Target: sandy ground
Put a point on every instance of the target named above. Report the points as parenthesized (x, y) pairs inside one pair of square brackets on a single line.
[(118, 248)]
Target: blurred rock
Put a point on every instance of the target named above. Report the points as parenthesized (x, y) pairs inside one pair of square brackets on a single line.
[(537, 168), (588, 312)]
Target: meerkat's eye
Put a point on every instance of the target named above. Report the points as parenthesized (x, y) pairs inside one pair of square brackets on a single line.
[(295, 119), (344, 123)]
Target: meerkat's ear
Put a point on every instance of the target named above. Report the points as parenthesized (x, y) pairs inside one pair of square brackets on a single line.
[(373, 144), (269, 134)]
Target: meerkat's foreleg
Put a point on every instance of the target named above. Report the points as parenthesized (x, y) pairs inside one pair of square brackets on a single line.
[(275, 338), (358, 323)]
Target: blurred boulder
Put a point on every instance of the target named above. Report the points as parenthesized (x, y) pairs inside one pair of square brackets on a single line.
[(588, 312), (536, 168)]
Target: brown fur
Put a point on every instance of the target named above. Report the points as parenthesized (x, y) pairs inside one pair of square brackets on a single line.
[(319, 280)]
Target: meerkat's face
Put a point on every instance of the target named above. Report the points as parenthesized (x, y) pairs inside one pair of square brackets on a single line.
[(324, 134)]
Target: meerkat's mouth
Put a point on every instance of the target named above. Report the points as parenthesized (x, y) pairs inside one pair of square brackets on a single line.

---

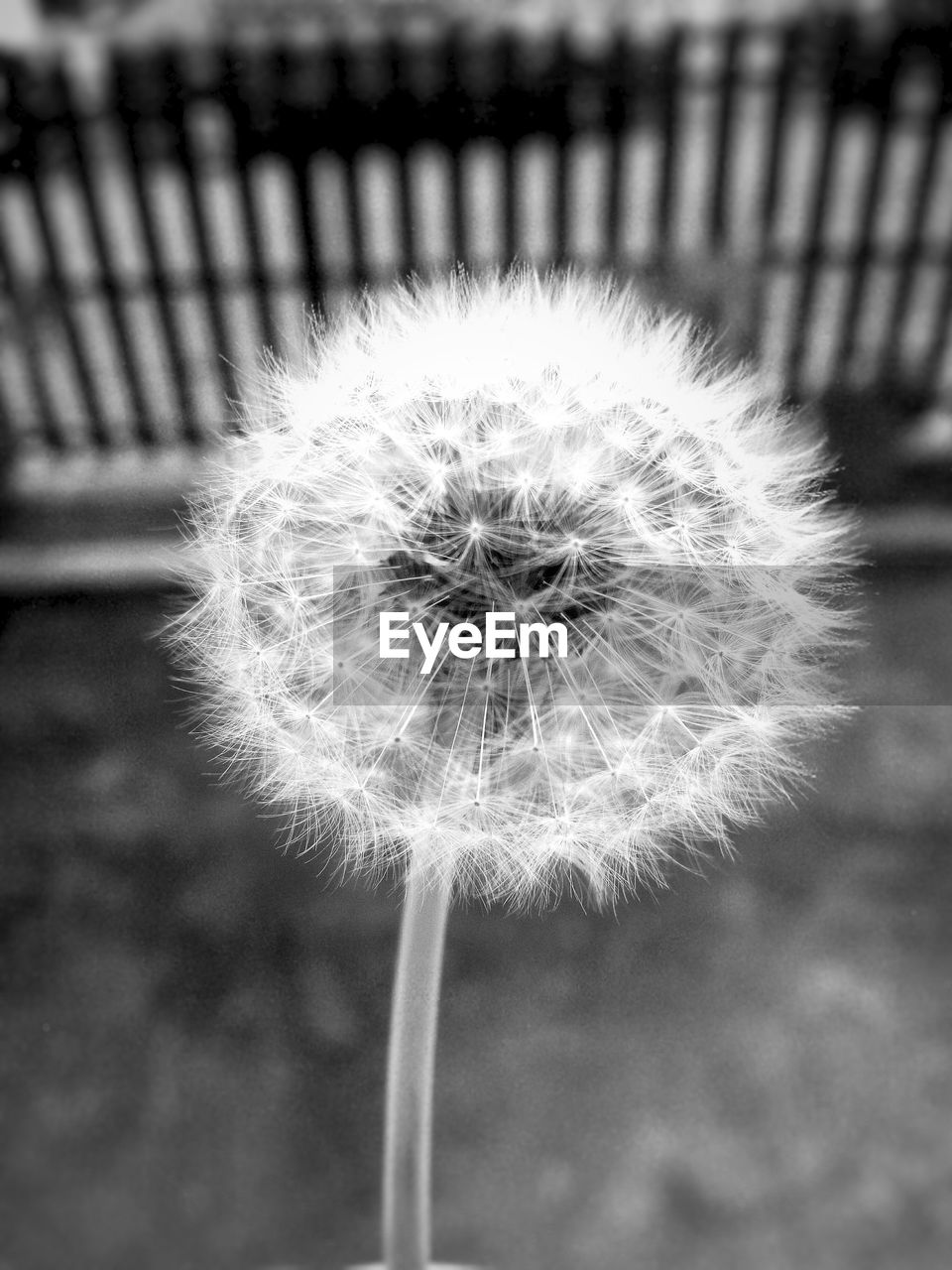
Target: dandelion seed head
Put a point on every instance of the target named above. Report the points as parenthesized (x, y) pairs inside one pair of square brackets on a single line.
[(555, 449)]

▶ Your task: Copy out word for word the part of the records above that opens with the line containing "Target: sandy ground" and closes with the line containing "[(537, 168), (588, 312)]", including both of those lines.

▶ Task solution:
Target: sandy ground
Put a point on every instance of the target named above. Report the points as parenthesized (x, y) pairs inside one pair of square brackets on a single line.
[(118, 248)]
Target: blurred rock
Put a point on every instance of the target named above. Report the points as parenthesized (x, y) pairs inside one pair of square brackets on a single line.
[(537, 168), (588, 312)]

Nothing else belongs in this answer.